**ASSIGNED TASK A**: In the news article about Senator Kerry, copy the passage word for word, starting with "Mr Kerry, a" and going on through "Mr Kerry wrote.".
**ASSIGNED TASK B**: In the news article about Senator Kerry, which charity does Kerry say will receive any proceeds?

**EXTRACT TO READ**:
━━━━━━━━━━━━━━━━
Kerry accepts challenge to war-fraud claims

Senator John Kerry, whose 2004 US presidential campaign was torpedoed by critics of his Vietnam War record, has accepted a Texas oilman’s offer to pay $1m (€683,000) to anyone who can disprove even a single claim of the Swift Boat Veterans for Truth.

Kerry accepts challenge to war-fraud claims

Senator John Kerry, whose 2004 US presidential campaign was torpedoed by critics of his Vietnam War record, has accepted a Texas oilman’s offer to pay $1m (€683,000) to anyone who can disprove even a single claim of the Swift Boat Veterans for Truth.

In a letter to Boone Pickens, the Massachusetts Democrat wrote: “While I am prepared to show they lied on allegation after allegation, you have generously offered to pay $1m for just one thing that can be proven false. I am prepared to prove the lie beyond any reasonable doubt.”

Mr Kerry, a US Navy veteran and former prosecutor, said he was willing to present his case directly to Mr Pickens.

Mr Kerry said he would donate any proceeds to the Paralysed Veterans of America charity.

The senator said Mr Pickens issued the challenge on November 6 in Washington, while serving as chairman of a 40th anniversary gala for American Spectator magazine.

“I trust that you are a man of your word, having made a very public challenge at a major Washington dinner, and look forward to taking you up on this challenge,” Mr Kerry wrote.
━━━━━━━━━━━━━━━━
[Stored data]
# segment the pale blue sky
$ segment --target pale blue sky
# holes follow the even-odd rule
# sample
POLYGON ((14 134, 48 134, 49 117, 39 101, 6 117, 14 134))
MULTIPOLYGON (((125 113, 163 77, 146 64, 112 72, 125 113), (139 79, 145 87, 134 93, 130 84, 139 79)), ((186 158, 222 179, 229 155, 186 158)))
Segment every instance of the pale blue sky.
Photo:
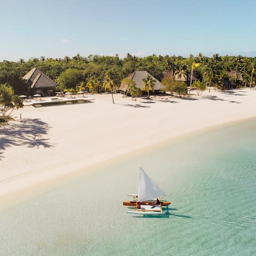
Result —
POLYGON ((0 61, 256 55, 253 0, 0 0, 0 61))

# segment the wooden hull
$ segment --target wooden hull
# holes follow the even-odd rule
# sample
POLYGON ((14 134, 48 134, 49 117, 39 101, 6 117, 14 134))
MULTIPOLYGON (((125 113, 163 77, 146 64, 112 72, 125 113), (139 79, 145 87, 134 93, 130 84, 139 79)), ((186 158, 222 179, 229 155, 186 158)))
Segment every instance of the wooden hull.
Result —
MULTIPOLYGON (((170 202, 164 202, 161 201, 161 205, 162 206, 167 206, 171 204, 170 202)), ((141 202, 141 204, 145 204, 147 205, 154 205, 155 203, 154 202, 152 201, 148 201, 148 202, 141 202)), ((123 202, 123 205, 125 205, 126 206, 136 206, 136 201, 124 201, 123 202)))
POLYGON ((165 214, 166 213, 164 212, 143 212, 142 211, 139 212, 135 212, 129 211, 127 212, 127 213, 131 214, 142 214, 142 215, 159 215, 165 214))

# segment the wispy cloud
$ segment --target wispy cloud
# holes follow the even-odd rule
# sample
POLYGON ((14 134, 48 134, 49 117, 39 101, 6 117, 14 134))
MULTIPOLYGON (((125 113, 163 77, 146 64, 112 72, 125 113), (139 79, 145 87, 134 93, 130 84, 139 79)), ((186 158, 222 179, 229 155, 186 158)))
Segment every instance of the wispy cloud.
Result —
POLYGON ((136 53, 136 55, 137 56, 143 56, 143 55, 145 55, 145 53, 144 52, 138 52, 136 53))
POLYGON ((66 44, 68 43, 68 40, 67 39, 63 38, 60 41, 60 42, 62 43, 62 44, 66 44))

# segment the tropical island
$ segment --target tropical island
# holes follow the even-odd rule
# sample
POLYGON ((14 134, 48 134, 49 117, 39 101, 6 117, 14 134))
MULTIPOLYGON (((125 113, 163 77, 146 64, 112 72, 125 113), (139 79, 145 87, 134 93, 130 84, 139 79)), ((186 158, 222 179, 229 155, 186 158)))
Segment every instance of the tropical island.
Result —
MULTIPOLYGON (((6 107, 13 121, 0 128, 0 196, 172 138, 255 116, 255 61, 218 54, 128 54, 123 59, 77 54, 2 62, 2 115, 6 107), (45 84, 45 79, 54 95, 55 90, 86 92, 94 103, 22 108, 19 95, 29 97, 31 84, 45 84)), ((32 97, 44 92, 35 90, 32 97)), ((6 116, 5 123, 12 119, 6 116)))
━━━━━━━━━━━━━━━━
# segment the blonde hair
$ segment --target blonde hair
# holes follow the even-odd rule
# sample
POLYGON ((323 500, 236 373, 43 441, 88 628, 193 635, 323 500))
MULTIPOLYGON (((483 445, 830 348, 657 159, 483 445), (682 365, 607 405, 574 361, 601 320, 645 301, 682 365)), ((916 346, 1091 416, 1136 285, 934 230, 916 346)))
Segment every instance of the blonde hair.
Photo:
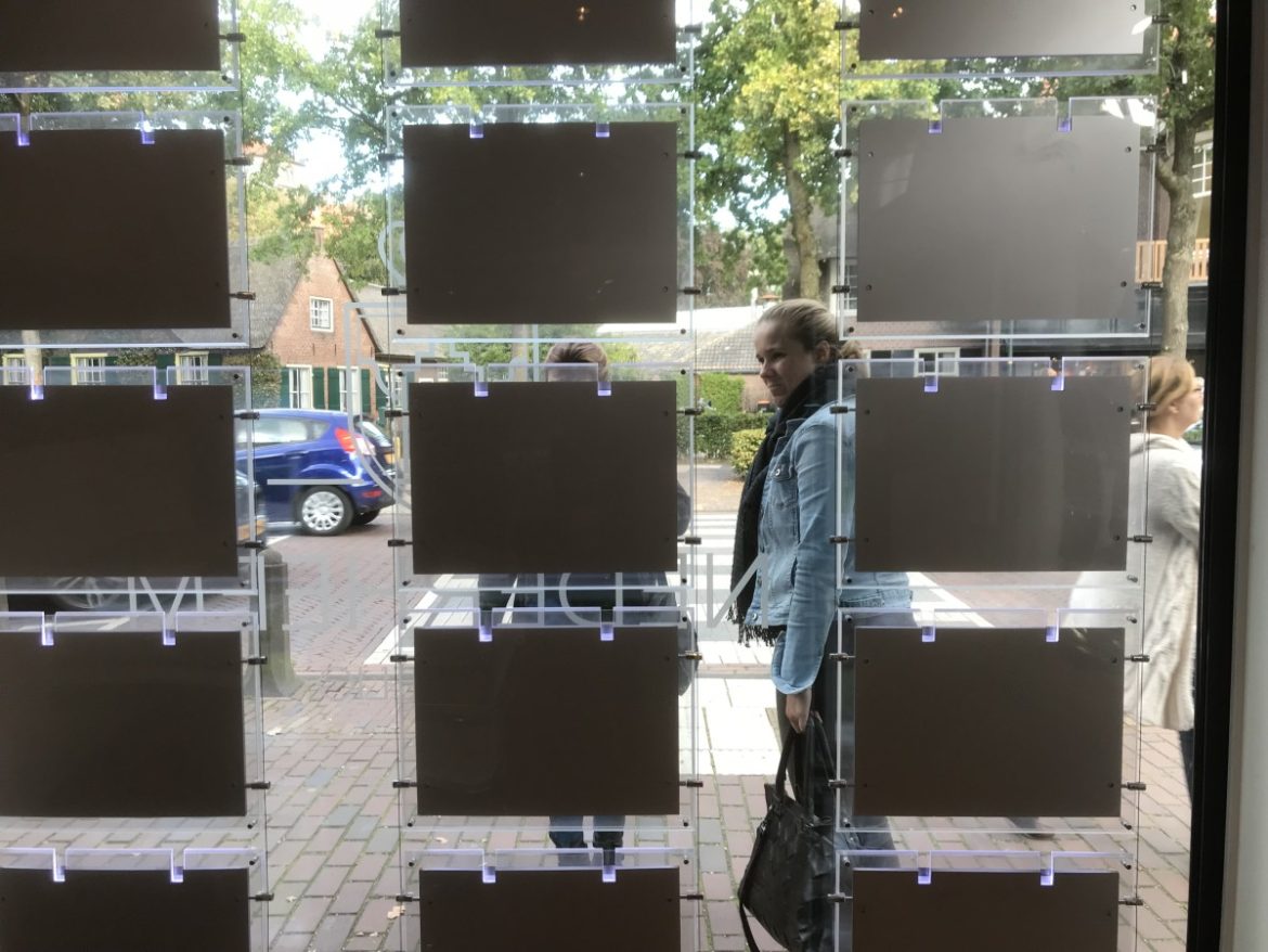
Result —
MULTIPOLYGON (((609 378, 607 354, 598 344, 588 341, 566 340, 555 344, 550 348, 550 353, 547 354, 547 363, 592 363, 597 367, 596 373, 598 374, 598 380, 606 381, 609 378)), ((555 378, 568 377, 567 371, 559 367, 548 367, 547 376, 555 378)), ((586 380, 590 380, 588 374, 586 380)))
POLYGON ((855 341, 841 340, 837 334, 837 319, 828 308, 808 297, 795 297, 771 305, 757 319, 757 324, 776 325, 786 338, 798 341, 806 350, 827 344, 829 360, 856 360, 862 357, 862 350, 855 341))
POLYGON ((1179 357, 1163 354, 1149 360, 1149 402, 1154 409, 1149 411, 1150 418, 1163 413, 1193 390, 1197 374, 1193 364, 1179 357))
━━━━━━━━━━━━━━━━
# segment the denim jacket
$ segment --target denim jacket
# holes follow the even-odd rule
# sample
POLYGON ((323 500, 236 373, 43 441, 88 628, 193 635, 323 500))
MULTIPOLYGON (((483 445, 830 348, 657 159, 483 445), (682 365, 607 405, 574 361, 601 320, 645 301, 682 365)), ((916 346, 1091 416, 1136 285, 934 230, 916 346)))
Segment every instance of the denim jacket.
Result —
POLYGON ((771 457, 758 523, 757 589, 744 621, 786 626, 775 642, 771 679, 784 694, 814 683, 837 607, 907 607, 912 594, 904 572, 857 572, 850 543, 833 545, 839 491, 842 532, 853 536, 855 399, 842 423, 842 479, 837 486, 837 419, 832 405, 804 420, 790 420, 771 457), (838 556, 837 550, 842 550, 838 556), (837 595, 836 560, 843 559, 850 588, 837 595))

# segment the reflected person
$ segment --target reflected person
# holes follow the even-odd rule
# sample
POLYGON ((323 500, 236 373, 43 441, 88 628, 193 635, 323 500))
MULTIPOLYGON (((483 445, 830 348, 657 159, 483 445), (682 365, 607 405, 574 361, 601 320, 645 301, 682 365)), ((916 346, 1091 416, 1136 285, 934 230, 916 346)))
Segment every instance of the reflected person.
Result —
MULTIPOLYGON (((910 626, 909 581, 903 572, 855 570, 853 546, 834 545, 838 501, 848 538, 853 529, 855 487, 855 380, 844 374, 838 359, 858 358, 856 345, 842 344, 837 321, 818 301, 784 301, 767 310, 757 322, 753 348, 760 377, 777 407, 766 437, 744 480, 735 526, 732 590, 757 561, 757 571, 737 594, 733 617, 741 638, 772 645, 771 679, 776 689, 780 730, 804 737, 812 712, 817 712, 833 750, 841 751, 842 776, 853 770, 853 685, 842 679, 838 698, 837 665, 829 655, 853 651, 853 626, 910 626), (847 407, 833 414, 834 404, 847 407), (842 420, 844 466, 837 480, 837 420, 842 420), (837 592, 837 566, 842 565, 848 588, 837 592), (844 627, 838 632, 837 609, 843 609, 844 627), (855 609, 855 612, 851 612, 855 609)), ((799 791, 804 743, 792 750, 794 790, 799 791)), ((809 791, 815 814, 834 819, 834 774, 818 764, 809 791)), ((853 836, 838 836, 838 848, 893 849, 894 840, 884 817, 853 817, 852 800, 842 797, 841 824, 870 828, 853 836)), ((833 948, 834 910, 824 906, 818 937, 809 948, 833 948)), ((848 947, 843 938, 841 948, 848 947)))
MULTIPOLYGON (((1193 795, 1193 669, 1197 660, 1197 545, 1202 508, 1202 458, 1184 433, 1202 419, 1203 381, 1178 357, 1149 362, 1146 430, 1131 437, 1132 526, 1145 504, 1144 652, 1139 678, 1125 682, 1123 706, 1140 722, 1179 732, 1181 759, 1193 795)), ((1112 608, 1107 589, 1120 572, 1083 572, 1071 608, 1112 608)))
━━━━━━━━━━━━━━━━
**EXERCISE RESPONSE A**:
Mr Kerry, a US Navy veteran and former prosecutor, said he was willing to present his case directly to Mr Pickens.

Mr Kerry said he would donate any proceeds to the Paralysed Veterans of America charity.

The senator said Mr Pickens issued the challenge on November 6 in Washington, while serving as chairman of a 40th anniversary gala for American Spectator magazine.

“I trust that you are a man of your word, having made a very public challenge at a major Washington dinner, and look forward to taking you up on this challenge,” Mr Kerry wrote.

**EXERCISE RESPONSE B**: The Paralysed Veterans of America charity.